Exercice écrit A: D'après le passage, qui trouve la bien-aimée pendant qu'ils tournent dans la ville ?

Texte fourni:
━━━━━━━━━━━━━━━━━━━━━━━━━━━━━━
Paroles de la bien-aimée.
Sur mon lit, la nuit, j’ai cherché
celui que mon âme désire ;
je l’ai cherché ;
je ne l’ai pas trouvé.
Oui, je me lèverai, je tournerai dans la ville,
par les rues et les places :
je chercherai
celui que mon âme désire ;
je l’ai cherché ;
je ne l’ai pas trouvé.
Ils m’ont trouvée, les gardes,
eux qui tournent dans la ville :
« Celui que mon âme désire,
l’auriez-vous vu ? »
À peine les avais-je dépassés,
j’ai trouvé celui que mon âme désire :
je l’ai saisi
et ne le lâcherai pas.
━━━━━━━━━━━━━━━━━━━━━━━━━━━━━━
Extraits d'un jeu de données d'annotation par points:

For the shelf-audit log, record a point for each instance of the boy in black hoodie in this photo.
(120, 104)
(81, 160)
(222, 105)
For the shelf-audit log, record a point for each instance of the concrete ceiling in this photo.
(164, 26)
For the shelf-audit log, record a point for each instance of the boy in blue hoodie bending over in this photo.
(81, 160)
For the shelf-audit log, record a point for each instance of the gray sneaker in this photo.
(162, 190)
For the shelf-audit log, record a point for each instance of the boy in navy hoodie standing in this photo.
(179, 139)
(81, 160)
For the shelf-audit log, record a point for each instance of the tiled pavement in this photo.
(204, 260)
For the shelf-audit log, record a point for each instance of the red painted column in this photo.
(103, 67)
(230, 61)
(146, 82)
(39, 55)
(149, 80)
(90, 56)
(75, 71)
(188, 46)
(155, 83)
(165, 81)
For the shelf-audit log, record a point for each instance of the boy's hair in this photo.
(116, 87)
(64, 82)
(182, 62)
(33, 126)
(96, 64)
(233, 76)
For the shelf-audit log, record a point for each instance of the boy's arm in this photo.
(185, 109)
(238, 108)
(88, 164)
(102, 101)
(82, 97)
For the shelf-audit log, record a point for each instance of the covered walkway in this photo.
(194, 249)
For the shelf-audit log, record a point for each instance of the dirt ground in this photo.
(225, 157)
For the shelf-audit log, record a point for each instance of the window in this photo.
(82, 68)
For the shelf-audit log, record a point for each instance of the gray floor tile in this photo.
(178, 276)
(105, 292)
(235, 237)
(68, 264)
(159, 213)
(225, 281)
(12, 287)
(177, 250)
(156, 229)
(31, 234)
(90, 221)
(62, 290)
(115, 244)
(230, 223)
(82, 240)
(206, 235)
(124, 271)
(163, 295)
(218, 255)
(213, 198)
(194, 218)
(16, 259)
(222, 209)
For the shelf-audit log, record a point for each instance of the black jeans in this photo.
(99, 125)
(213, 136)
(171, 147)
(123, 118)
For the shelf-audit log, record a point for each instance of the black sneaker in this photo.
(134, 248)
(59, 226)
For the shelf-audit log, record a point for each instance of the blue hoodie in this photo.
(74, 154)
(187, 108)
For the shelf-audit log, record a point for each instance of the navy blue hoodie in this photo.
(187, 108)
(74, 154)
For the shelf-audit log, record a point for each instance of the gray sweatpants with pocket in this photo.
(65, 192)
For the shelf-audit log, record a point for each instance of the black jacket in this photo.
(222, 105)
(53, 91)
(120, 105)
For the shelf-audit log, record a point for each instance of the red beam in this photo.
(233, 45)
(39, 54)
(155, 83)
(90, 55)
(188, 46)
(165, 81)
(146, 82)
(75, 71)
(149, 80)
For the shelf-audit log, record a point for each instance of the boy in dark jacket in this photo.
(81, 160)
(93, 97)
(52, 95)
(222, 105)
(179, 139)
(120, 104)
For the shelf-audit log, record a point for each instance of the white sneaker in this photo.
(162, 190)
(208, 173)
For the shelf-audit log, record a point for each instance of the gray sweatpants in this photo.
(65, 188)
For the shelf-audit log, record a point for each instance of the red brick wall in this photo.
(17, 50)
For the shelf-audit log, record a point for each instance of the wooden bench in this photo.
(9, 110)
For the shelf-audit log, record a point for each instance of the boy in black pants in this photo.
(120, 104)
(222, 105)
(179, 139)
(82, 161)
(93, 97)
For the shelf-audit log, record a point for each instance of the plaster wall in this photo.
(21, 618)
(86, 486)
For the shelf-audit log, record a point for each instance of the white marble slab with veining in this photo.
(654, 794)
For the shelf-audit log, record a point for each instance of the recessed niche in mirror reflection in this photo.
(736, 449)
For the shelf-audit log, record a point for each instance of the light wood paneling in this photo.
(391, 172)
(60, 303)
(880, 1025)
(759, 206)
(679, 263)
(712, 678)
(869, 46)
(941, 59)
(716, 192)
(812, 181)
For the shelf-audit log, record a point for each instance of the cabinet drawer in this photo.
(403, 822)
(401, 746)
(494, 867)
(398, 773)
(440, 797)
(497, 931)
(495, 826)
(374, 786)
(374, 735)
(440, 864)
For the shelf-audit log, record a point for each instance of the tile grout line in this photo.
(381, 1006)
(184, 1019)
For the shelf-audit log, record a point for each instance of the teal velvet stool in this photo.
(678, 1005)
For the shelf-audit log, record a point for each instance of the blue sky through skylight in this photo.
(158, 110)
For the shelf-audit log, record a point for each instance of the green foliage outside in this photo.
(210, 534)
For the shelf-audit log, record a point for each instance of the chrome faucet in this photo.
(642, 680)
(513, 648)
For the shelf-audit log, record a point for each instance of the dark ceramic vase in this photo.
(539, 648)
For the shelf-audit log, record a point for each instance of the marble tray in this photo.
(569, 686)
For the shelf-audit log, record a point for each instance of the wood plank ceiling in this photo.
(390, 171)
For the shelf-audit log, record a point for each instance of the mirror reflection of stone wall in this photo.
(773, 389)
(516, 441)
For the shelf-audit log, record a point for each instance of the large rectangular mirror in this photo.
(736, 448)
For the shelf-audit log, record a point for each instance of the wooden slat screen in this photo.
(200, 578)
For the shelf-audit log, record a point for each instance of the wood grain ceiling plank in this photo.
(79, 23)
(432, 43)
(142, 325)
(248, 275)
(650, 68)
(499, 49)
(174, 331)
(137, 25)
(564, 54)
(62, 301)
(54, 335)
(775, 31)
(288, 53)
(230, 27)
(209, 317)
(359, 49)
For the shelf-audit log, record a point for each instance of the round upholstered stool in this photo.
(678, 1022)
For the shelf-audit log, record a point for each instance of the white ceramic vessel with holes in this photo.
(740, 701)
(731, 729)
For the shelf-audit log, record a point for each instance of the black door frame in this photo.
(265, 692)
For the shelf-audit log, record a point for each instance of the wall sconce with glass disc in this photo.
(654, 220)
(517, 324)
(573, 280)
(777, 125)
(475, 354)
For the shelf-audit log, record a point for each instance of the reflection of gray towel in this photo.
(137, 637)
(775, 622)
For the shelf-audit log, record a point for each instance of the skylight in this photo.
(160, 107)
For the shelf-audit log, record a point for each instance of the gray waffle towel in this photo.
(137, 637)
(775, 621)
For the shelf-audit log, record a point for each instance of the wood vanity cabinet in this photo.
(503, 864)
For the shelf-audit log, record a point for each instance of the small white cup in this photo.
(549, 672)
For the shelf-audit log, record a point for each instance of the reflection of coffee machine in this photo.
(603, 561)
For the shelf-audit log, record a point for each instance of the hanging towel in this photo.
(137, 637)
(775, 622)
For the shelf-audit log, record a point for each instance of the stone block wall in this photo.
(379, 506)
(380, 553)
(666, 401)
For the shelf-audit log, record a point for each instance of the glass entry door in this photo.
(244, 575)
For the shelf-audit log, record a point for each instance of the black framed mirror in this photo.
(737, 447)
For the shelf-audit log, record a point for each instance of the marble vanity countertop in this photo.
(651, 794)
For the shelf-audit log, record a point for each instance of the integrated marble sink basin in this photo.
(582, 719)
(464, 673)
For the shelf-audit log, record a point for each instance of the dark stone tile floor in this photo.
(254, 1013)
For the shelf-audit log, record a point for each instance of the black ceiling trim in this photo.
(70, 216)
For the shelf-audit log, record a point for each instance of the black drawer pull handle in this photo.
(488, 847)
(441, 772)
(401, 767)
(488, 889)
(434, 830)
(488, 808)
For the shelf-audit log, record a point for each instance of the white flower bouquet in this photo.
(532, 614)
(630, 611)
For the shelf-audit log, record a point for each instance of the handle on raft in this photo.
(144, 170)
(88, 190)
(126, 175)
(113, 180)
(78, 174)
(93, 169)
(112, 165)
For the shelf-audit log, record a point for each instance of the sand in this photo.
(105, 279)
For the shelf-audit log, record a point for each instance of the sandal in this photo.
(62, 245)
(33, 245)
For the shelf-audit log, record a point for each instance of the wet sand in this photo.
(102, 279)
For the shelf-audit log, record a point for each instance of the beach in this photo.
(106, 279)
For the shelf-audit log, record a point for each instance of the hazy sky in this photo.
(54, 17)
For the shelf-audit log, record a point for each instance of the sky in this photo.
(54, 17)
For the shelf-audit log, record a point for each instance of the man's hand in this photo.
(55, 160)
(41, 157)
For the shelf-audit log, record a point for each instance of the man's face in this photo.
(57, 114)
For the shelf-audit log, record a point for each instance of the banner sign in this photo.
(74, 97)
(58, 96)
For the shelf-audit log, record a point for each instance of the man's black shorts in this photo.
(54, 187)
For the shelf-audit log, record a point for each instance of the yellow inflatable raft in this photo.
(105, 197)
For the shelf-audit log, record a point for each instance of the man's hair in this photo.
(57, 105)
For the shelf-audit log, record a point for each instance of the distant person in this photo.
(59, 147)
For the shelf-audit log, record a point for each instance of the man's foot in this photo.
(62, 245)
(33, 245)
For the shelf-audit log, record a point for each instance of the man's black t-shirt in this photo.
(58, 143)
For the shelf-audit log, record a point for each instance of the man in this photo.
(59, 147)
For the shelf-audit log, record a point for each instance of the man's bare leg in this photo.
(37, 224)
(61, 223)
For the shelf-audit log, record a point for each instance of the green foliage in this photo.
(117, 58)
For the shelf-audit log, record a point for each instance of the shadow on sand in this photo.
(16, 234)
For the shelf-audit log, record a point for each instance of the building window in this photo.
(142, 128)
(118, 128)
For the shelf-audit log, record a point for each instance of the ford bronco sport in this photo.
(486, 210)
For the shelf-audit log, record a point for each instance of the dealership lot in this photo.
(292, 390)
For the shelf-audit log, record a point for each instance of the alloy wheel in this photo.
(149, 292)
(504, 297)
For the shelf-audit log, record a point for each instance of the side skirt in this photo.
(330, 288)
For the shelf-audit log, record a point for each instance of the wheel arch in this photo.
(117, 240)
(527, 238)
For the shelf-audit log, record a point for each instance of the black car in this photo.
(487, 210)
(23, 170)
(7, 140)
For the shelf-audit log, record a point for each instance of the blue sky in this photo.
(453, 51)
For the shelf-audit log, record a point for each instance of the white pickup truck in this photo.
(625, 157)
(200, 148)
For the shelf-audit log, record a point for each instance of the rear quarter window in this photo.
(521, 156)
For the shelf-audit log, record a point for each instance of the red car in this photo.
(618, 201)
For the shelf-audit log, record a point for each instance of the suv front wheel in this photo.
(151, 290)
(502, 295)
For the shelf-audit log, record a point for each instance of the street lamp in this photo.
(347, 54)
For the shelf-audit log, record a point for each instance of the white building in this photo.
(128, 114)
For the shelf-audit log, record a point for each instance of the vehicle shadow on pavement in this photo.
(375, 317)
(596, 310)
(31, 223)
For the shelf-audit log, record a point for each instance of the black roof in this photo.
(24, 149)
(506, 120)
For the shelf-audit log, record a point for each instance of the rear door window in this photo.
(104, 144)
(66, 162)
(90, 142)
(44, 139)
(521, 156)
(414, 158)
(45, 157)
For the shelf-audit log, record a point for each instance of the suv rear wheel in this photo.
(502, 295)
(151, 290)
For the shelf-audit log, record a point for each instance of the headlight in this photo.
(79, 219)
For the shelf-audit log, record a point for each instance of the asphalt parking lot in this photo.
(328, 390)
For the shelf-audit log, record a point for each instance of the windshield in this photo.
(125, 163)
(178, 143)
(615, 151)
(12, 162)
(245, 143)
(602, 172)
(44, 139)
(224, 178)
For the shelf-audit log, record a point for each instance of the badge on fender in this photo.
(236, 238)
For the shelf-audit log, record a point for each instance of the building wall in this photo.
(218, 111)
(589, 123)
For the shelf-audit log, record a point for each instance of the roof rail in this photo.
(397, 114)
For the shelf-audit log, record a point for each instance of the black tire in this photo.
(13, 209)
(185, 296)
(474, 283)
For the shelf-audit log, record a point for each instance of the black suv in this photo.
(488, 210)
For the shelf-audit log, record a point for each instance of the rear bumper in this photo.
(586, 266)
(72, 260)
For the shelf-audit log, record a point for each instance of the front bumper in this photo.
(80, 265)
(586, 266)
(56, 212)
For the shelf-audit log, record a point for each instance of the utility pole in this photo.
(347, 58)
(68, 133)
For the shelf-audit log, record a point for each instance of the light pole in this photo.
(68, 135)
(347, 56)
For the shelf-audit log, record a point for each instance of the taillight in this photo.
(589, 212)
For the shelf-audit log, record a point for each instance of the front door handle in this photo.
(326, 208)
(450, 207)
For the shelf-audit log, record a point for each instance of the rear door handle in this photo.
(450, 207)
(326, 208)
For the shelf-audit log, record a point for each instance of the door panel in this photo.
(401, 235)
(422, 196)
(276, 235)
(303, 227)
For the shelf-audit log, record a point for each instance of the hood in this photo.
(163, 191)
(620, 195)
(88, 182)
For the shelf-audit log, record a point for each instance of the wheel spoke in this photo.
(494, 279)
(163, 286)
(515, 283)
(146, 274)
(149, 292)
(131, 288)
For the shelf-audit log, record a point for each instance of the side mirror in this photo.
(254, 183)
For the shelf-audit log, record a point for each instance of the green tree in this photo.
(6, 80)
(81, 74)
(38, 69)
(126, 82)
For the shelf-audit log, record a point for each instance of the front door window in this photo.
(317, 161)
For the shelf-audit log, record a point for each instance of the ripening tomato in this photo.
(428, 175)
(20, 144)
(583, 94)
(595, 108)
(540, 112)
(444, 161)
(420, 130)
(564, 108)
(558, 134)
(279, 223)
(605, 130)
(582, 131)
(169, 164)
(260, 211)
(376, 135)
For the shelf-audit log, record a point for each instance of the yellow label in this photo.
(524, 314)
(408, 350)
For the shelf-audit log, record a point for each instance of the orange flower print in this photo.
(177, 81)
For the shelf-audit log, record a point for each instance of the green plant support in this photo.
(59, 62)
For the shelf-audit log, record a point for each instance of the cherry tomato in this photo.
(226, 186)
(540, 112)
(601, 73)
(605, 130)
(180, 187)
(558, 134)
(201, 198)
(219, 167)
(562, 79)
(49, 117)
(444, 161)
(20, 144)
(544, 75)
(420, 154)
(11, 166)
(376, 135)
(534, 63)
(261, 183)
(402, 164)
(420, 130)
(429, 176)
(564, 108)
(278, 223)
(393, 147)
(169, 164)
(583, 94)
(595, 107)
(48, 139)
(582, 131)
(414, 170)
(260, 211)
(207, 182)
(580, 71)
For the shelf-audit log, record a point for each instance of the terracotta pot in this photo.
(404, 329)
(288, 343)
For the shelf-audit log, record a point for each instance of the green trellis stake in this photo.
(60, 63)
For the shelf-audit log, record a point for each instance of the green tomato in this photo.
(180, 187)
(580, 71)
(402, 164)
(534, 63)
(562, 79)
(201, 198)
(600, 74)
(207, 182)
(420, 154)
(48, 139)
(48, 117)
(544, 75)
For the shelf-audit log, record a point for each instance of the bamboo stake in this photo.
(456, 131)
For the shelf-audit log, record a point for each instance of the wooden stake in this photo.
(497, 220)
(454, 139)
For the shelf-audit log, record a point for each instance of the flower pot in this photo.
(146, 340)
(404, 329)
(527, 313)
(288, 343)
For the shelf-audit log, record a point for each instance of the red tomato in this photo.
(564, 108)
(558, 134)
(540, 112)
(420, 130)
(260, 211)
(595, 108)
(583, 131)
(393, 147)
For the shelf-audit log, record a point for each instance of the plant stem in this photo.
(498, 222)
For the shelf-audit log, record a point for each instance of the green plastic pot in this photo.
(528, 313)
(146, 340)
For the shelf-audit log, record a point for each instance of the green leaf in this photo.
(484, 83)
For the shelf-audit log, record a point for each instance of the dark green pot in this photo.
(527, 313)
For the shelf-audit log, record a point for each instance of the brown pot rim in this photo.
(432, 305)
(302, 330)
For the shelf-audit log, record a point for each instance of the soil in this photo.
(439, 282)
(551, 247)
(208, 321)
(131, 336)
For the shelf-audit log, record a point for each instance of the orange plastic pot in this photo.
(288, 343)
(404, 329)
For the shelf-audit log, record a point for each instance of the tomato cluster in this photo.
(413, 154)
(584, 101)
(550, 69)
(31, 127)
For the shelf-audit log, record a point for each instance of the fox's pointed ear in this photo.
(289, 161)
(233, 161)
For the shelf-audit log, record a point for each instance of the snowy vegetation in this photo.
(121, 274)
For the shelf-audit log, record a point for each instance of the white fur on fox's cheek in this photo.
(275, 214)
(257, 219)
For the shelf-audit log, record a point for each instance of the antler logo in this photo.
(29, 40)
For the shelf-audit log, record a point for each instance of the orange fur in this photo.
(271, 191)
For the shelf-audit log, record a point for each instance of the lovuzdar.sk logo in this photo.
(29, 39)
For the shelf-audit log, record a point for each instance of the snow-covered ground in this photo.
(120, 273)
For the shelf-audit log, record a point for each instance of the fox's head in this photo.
━━━━━━━━━━━━━━━━━━━━━━━━━━━━━━
Exercice écrit B: Récrivez, s'il vous plaît, les entrées depuis la ligne qui contient « ear in this photo. » jusqu'à la fin des entrées, en remplaçant « record » par « mark » et en laissant tout le reste inchangé.

Réponse attendue A: Les gardes.

Réponse attendue B:
For the shelf-audit log, mark a point for each instance of the fox's pointed ear in this photo.
(289, 161)
(233, 161)
For the shelf-audit log, mark a point for each instance of the snowy vegetation in this photo.
(121, 274)
For the shelf-audit log, mark a point for each instance of the white fur on fox's cheek in this photo.
(275, 214)
(257, 219)
For the shelf-audit log, mark a point for each instance of the antler logo in this photo.
(29, 40)
For the shelf-audit log, mark a point for each instance of the orange fur in this photo.
(271, 191)
For the shelf-audit log, mark a point for each instance of the lovuzdar.sk logo in this photo.
(29, 39)
For the shelf-audit log, mark a point for each instance of the snow-covered ground in this photo.
(120, 273)
For the shelf-audit log, mark a point for each instance of the fox's head in this photo.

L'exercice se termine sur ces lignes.